— start of DATA SUPPLIED —
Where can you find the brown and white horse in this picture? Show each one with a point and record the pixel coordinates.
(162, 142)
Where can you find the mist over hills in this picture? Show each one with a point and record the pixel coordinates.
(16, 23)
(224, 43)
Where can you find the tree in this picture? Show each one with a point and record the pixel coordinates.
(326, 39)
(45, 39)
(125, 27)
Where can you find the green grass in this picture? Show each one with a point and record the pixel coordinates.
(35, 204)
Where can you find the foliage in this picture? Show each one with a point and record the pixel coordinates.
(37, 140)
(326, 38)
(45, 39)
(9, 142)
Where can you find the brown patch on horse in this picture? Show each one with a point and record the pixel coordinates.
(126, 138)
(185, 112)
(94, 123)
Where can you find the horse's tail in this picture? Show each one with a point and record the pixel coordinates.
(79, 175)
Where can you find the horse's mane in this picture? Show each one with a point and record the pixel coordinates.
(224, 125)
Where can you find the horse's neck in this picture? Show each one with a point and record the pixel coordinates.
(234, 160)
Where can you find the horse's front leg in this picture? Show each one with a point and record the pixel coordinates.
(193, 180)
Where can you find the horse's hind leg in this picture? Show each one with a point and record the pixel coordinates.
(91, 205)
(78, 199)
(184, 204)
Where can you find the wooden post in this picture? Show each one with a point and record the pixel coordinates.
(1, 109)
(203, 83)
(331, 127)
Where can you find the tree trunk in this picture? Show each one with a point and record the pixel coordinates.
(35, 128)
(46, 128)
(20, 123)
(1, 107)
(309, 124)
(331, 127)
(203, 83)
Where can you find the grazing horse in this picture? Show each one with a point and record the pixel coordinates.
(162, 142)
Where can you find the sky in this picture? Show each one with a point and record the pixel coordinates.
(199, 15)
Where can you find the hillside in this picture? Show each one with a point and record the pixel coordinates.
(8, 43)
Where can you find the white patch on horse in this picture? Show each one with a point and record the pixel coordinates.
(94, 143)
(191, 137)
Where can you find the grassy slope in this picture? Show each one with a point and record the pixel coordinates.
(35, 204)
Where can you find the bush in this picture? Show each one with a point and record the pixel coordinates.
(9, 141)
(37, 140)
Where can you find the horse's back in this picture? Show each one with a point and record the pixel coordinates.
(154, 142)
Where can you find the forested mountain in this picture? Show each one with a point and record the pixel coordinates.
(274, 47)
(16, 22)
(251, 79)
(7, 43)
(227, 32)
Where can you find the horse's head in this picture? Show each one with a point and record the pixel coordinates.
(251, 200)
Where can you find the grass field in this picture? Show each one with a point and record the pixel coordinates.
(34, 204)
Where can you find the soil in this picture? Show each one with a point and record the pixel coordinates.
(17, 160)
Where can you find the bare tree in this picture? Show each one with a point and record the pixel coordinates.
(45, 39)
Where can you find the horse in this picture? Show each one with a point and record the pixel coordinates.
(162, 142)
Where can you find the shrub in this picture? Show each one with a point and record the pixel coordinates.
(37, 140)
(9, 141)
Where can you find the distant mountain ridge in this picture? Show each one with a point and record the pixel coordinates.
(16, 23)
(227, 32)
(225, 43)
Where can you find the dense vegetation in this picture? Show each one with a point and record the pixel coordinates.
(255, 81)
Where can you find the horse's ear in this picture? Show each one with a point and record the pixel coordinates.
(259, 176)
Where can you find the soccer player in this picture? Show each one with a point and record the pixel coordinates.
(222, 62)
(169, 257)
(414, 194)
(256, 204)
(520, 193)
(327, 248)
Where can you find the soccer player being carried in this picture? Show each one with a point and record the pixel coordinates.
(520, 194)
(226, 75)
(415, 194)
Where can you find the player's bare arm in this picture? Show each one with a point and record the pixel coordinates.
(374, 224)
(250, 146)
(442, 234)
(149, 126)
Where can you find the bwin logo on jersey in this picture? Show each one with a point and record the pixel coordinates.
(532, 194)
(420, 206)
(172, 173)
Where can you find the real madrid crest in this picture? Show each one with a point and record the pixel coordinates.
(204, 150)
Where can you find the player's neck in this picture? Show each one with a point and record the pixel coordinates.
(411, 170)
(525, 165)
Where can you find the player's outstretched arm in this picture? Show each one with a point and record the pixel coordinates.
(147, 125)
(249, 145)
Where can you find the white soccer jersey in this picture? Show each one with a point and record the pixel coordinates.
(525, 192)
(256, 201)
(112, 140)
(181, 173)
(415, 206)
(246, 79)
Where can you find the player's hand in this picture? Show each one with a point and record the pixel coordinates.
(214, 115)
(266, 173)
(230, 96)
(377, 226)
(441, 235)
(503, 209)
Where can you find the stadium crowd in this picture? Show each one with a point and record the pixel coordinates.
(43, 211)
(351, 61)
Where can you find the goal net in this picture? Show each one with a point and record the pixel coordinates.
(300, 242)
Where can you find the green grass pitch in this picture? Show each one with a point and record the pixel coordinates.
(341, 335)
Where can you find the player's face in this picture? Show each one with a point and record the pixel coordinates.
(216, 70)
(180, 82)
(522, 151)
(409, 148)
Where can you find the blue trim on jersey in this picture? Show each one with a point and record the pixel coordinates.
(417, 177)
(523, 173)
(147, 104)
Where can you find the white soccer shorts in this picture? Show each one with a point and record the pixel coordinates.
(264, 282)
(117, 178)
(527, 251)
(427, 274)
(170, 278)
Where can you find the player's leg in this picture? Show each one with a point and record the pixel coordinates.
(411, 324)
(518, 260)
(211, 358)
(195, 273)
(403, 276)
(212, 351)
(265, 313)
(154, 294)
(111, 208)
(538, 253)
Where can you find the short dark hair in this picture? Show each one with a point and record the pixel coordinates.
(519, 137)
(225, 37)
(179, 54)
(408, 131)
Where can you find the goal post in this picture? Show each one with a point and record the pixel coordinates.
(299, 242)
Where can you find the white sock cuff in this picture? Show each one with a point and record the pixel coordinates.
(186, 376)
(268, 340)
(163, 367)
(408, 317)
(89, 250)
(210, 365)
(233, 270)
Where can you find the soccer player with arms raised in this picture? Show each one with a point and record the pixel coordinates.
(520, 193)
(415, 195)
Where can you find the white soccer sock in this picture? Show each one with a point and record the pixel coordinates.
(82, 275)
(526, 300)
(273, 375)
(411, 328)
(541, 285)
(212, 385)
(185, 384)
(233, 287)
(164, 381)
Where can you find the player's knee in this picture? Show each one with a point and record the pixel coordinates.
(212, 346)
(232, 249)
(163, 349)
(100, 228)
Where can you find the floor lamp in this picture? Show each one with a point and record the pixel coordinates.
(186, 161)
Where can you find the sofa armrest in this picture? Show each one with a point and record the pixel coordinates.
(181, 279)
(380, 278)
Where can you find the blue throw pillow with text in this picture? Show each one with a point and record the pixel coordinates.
— end of DATA SUPPLIED —
- DIRECTIVE: Set down the listing in full, keeping every word exactly as it is.

- TASK SOLUTION:
Where can you find the brown and white horse in this picture? Show each one with a point and record the pixel coordinates.
(162, 142)
Where can you find the mist over hills in this picture? Show each one with a point and record the pixel coordinates.
(16, 23)
(224, 43)
Where can you find the tree in this picture? Show each one with a point and record the pixel coordinates.
(326, 39)
(45, 39)
(125, 27)
Where can you find the green grass in this picture? Show each one with a point and record the pixel coordinates.
(35, 204)
Where can you find the foliage in this picture? Show each one with a point and record the pixel coordinates.
(37, 140)
(326, 38)
(45, 39)
(9, 142)
Where can you find the brown patch on horse in this picture? Show each one with a point and record the pixel coordinates.
(126, 138)
(185, 112)
(94, 123)
Where can you find the horse's tail in this picture? Show each one with a point and record the pixel coordinates.
(79, 175)
Where can you find the horse's mane in this picture? Show each one with a point and record the pixel coordinates.
(224, 125)
Where can you find the horse's neck in this picture? Show each one with a point and record the pixel coordinates.
(234, 160)
Where can you find the horse's front leg in this picture? Show each one with a point and record the pixel coordinates.
(193, 180)
Where can you find the horse's hind leg in this picture? Show each one with a point and record the pixel coordinates.
(91, 205)
(78, 199)
(184, 204)
Where can you find the wooden post in this picture? Show each one with a point and record the pixel coordinates.
(1, 109)
(203, 83)
(331, 127)
Where can you find the tree trunk in this picture? Show each one with a point and record the pixel coordinates.
(35, 128)
(46, 128)
(20, 123)
(1, 107)
(309, 124)
(331, 127)
(203, 83)
Where can you find the grazing horse in this picture? Show each one with a point and record the pixel coordinates.
(162, 142)
Where can you find the sky in this picture? Show each one with a point and record the pixel coordinates.
(199, 15)
Where can you find the hillside in this picture? Show each one with a point and record the pixel coordinates.
(8, 43)
Where can you find the white patch on horse in this picture? Show each one with a point and record the pixel coordinates.
(94, 143)
(191, 137)
Where can you find the grassy slope in this picture? Show each one with a point and record the pixel coordinates.
(35, 204)
Where can you find the bush in this picture? Show each one with a point and record the pixel coordinates.
(9, 141)
(37, 140)
Where can you find the horse's back in this picture? Show each one with a point and record the pixel coordinates.
(154, 142)
Where can you find the forested mountain in this picture? Show each one with a point and record the pixel coordinates.
(274, 47)
(16, 22)
(251, 79)
(7, 43)
(227, 32)
Where can you find the horse's head in this picture? Show each one with a point and record the pixel coordinates.
(251, 200)
Where can you find the grass field in this picture? Show each one with a point and record the pixel coordinates.
(34, 204)
Where can you find the soil in this picture? Show each one with a point and record the pixel coordinates.
(17, 160)
Where can you find the bare tree in this picture? Show each one with a point and record the pixel coordinates.
(45, 39)
Where can you find the horse in this picture? Show each one with a point and record the pixel coordinates.
(162, 142)
Where can you find the shrub in this picture? Show each one with a point and record the pixel coordinates.
(37, 140)
(9, 141)
Where can you find the distant mountain ridge in this picture? Show each one with a point and record the pixel coordinates.
(16, 23)
(227, 32)
(225, 43)
Where can you find the dense vegetation in this picture? Show each one with a point and record the pixel coordinates.
(255, 81)
Where can you find the horse's ear in this picture? Show each one with a point and record the pixel coordinates.
(259, 176)
Where can you find the soccer player in this picture? Show each one with a point and record the pixel coordinates.
(222, 62)
(169, 257)
(414, 194)
(256, 204)
(520, 193)
(327, 248)
Where can you find the soccer player being carried in this picture? Show each one with a point and record the pixel coordinates.
(520, 194)
(226, 75)
(415, 194)
Where can you find the player's bare arm in this picture? Show each one with a point and record the pixel coordinates.
(374, 224)
(250, 146)
(442, 234)
(149, 126)
Where can you find the bwin logo on jersey in this picture? Show each one with a point and record the pixel coordinates.
(532, 194)
(420, 206)
(172, 173)
Where can you find the real madrid crest in this picture? Show each one with a point and record the pixel coordinates.
(204, 150)
Where can you find the player's neck in this picture? Show each one with a point and record the pixel coordinates.
(411, 170)
(525, 165)
Where can you find the player's outstretched arm in this picture? Show each one with a point and record the pixel coordinates.
(147, 125)
(249, 145)
Where can you find the white soccer jersey in this picture? Show each one with a point and record the pixel coordinates.
(525, 192)
(256, 201)
(112, 140)
(181, 173)
(415, 206)
(246, 79)
Where can you find the player's hand in this picture? Show each one with a point and record the pixel coordinates.
(214, 115)
(266, 173)
(230, 96)
(377, 226)
(441, 235)
(503, 209)
Where can you find the stadium crowd in this picture? Show each one with a point and record the pixel coordinates.
(43, 211)
(351, 61)
Where can you find the goal net in this picture? Show each one with a point and record the pixel coordinates.
(300, 242)
Where can you find the green grass pitch in this picture? Show each one with a point and record the pixel coordinates.
(341, 335)
Where can you find the player's face in this picture? Show each one with a point and record the pixel coordinates.
(216, 70)
(180, 82)
(522, 151)
(409, 148)
Where can you find the blue trim on jersey in this picture? Show each one with a point and record the pixel coordinates.
(417, 177)
(523, 173)
(147, 104)
Where can you find the white soccer shorts in this picture? Show each one with a point and record the pixel coordinates.
(264, 282)
(117, 178)
(527, 251)
(427, 274)
(170, 278)
Where can you find the player's leg in this picture? Show each one with a point and record the pixel coordinates.
(411, 324)
(518, 260)
(211, 358)
(195, 273)
(403, 276)
(212, 351)
(265, 313)
(154, 294)
(111, 208)
(538, 253)
Where can you find the short dark hair in this picture? Show each one with a point and record the pixel coordinates.
(519, 137)
(225, 37)
(179, 54)
(408, 131)
Where can you find the goal post in this picture? Show each one with a point and record the pixel coordinates.
(299, 242)
Where can you find the white sock cuff in this picture? Show each one with a point and record the pixel coordinates.
(186, 376)
(268, 340)
(163, 367)
(408, 317)
(89, 250)
(210, 365)
(233, 270)
Where can you find the soccer player with arms raised in this picture? Show each one with a point and record the pixel coordinates.
(520, 193)
(415, 195)
Where can you find the white soccer sock in this picture? Show each one with a point and record the pixel coordinates.
(82, 275)
(526, 300)
(273, 375)
(411, 328)
(541, 285)
(212, 385)
(185, 384)
(233, 287)
(164, 381)
Where can you find the player's knee in this picture? Show each one with a point and record the pixel coordinates.
(212, 346)
(232, 249)
(163, 349)
(100, 228)
Where can you find the floor lamp in this picture? Show each one with a point and record the pixel coordinates.
(186, 161)
Where can you find the sofa armrest in this picture? Show each one with a point and record the pixel coordinates.
(181, 279)
(380, 278)
Where can you find the blue throw pillow with text in this picture? Show each one with a point and record the pixel coordinates.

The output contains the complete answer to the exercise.